The Practical Railway Engineer,
G. D. Dempsey (1855). |
|
|
Raised bridge |
Sunk bridge |
Dempsey then goes on to advise on the situation where a road
crossing needs to be made with a railway on a shallow (approximately
16 feet) embankment, or in a shallow cutting:
“In either instance, the best structure will be obtained by
adopting a bridge with parapets parallel throughout, or very
slightly diverging from each other at each end; by making it
sufficiently long to allow easy slopes for the banks, an ample width
of road, and for the abutments to cut well into the slopes on each
side; thus dispensing altogether with wing or retaining walls which
are always expensive and seldom secure.”
The Practical Railway Engineer,
G. D. Dempsey (1855). |
|
|
Railway in cutting |
Railway on embankment |
An elegant bridge
built into the Blisworth Embankment.
The road leading from Towcester to Northampton.
Where there is a considerable difference in height between road and
rail, a viaduct then becomes necessary:
“. . . . where the difference of levels is very considerable, and
an extended structure or viaduct is required, economy of
construction becomes additionally important. A reduced width of
viaduct, so as to provide for one line of rails only, has been
sometimes recommended; but this is a kind of economy which can be
justified only under peculiar circumstances, and which may be
productive not only of much inconvenience and hindrance, but of
greater ultimate expense than the double width would at first
involve.”
The Practical Railway Engineer,
G. D. Dempsey (1855).

◆ Record extracts ◆
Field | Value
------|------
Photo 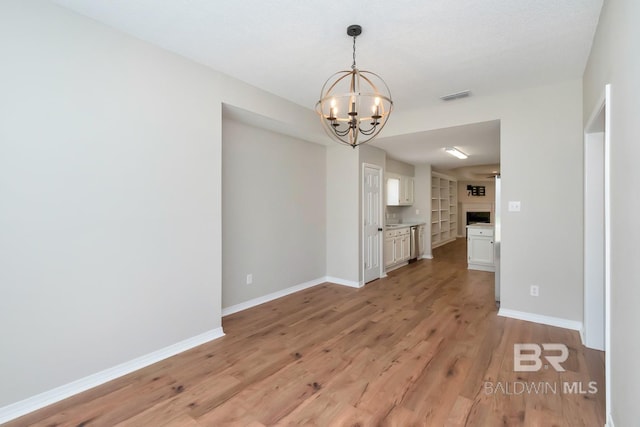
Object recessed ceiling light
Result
[440,89,471,101]
[444,147,469,160]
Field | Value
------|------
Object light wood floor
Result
[8,240,604,427]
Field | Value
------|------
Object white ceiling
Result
[371,120,500,170]
[54,0,603,171]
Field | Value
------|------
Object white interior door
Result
[362,165,382,283]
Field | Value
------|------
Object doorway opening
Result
[582,85,611,419]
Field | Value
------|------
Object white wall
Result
[0,0,323,418]
[222,119,326,308]
[583,0,640,426]
[327,143,362,286]
[385,80,583,325]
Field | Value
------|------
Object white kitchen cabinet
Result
[467,224,495,271]
[383,236,396,268]
[386,173,414,206]
[384,226,411,268]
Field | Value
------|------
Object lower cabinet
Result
[467,225,495,271]
[384,227,411,268]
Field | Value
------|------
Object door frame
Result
[360,163,386,286]
[582,84,611,420]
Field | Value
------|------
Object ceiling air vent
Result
[440,90,471,101]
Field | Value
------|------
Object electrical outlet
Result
[509,201,520,212]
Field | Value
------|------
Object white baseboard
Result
[324,276,364,288]
[0,327,224,424]
[498,308,582,331]
[222,277,329,316]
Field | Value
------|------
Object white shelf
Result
[431,172,458,248]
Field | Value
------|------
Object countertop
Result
[467,222,493,228]
[385,222,426,230]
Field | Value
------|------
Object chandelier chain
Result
[351,36,357,70]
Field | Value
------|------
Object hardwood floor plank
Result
[6,240,605,427]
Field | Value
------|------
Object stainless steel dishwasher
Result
[409,225,420,261]
[409,224,424,261]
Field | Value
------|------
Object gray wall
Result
[0,0,320,412]
[583,0,640,426]
[222,119,326,308]
[0,1,221,406]
[386,157,415,176]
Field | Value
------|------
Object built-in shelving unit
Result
[431,172,458,248]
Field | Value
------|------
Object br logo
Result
[513,343,569,372]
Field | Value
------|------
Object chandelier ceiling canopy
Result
[316,25,393,148]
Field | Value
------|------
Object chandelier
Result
[316,25,393,148]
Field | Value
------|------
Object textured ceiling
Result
[372,120,500,172]
[54,0,602,169]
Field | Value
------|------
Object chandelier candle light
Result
[316,25,393,148]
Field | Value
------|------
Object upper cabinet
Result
[386,173,413,206]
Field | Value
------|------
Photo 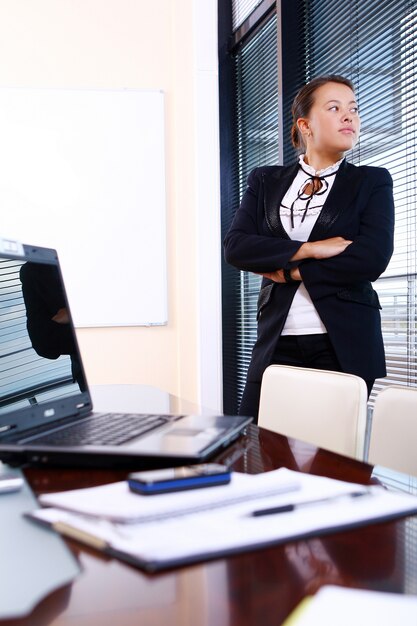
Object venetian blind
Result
[223,13,279,412]
[302,0,417,393]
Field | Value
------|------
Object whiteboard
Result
[0,88,167,327]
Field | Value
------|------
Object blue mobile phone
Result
[127,463,231,495]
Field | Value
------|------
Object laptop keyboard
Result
[26,413,175,446]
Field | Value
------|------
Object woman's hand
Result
[291,237,352,261]
[255,267,302,283]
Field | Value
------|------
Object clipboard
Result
[26,468,417,572]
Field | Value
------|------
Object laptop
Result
[0,239,252,468]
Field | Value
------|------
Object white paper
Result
[33,469,417,569]
[288,585,417,626]
[39,468,366,522]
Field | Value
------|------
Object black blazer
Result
[224,160,394,382]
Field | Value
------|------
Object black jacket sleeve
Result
[299,168,394,300]
[224,168,303,273]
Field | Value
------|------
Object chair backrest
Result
[258,365,368,460]
[369,387,417,476]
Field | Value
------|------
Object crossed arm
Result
[259,237,352,283]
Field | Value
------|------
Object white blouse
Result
[279,155,343,335]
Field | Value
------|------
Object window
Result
[303,0,417,393]
[219,0,417,412]
[220,2,279,413]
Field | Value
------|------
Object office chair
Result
[258,365,368,460]
[369,387,417,476]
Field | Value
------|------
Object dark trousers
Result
[239,333,375,423]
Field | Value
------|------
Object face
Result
[298,83,360,153]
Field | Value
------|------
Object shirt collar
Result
[298,154,345,176]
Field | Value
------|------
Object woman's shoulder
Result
[348,163,392,185]
[248,163,298,181]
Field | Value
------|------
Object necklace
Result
[280,163,337,228]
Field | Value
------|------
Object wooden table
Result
[1,386,417,626]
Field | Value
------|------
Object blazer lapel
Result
[309,159,362,241]
[262,163,299,239]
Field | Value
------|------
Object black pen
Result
[250,491,369,517]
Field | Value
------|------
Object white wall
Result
[0,0,221,409]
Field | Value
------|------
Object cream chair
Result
[258,365,368,460]
[369,387,417,476]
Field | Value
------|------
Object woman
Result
[225,75,394,416]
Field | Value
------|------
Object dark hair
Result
[291,74,355,150]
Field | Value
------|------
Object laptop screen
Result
[0,246,89,434]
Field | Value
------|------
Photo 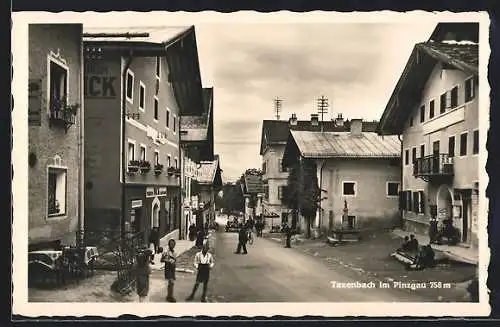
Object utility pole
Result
[318,95,328,132]
[274,97,283,120]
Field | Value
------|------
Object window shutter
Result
[406,191,413,211]
[399,191,406,210]
[418,191,425,214]
[413,192,419,213]
[446,91,451,109]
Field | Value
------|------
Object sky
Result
[21,12,437,181]
[196,23,435,180]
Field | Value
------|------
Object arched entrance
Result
[436,185,453,222]
[151,197,160,228]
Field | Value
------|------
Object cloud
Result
[196,23,434,182]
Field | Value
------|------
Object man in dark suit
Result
[235,226,248,254]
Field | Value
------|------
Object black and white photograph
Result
[12,11,490,317]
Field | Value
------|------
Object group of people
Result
[398,234,436,270]
[135,239,215,302]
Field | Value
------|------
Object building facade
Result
[379,24,480,247]
[28,24,84,249]
[85,28,201,243]
[283,119,400,236]
[260,113,377,231]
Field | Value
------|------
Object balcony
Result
[49,98,79,132]
[413,154,454,182]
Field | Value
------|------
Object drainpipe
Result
[76,37,85,246]
[316,160,326,236]
[120,50,135,238]
[398,134,404,227]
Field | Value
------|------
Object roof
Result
[377,41,479,135]
[83,26,192,44]
[181,115,208,142]
[290,131,401,158]
[198,160,219,184]
[181,88,213,142]
[244,174,264,193]
[260,120,378,155]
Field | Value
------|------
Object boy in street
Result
[234,227,248,254]
[186,241,215,302]
[161,239,177,302]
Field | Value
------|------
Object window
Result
[386,182,399,196]
[278,186,283,200]
[342,182,356,196]
[47,167,66,217]
[139,82,146,111]
[126,70,134,103]
[49,60,69,111]
[439,92,448,114]
[429,100,435,119]
[450,86,458,108]
[465,77,476,102]
[128,142,135,161]
[154,97,158,120]
[156,57,161,79]
[472,130,479,154]
[413,191,425,214]
[460,133,467,156]
[141,145,146,161]
[448,136,455,157]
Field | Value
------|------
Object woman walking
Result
[186,241,215,302]
[161,239,177,302]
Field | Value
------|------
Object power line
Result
[274,97,283,120]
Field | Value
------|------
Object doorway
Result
[432,141,439,174]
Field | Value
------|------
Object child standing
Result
[161,239,177,302]
[186,242,215,302]
[135,249,152,302]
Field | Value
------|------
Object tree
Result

◆ Task list ◆
**1)** List every place named in the passage on railway bridges.
**2)** Answer these questions using the passage on railway bridges.
(a) About how high is the shallow embankment that Dempsey considers for a road crossing?
(b) How does the quotation describe wing or retaining walls?
(c) What reduced width of viaduct does the quotation say has sometimes been recommended?
**3)** Continue the passage on railway bridges from the point where it ends.

◆ Exercise results ◆
**1)**
Blisworth Embankment
Towcester
Northampton

**2)**
(a) About 16 feet.
(b) As always expensive and seldom secure.
(c) A width that provides for one line of rails only.

**3)**
And where viaducts are concerned, Dempsey joins other commentators
in stressing the importance of the “sufficiency of foundations” if
“extensive mischief” is to be avoided. |
|
|
Railway in cutting |
Railway on embankment |
Where a highway and waterway intersect at right angles, the abutments of
a bridge built to negotiate the crossing are parallel and stand
opposite each other, and the courses of brickwork or stonework are
can be built up horizontally. But a complication arises where the
intersection is not a right angle. Sir Charles Fox summed up the
problem:
“Wherever a canal is thus crossed at an angle, we must either
divert the canal, so as to bring it at right angles to the railway
[Fig. 1 below];
or we must build a common square bridge of sufficient span to allow
the canal, its course being unaltered, to pass uninterruptedly under
it [engraving below]; or we must erect a proper skew bridge
[Fig. 2 below]. The first of these is
often impracticable, as provisions are generally inserted in the
Acts of Parliament, for preserving the canal from any alteration in
its course; and even if this were not the case, the diversion of a
canal causes great expense, and is attended with much inconvenience
to its traffic: the second is a most unscientific mode of overcoming
the difficulty, and would also involve very serious expense arising
from the necessity of making use of an arch of much larger
dimensions than would be required were the proper oblique arch
erected in its stead . . . . It is for the above reasons that
oblique arches are now so frequently erected; and a good method of
building them, is therefore, of considerable importance.”
On the Construction of Skew Arches,
Charles Fox (1836).
A common square bridge of extra span, built at an angle
― odd-looking and ugly.
A contemporary engraving showing the London &
Birmingham Railway crossing Watling Street,
near to the site of the temporary station
at Denbigh Hall.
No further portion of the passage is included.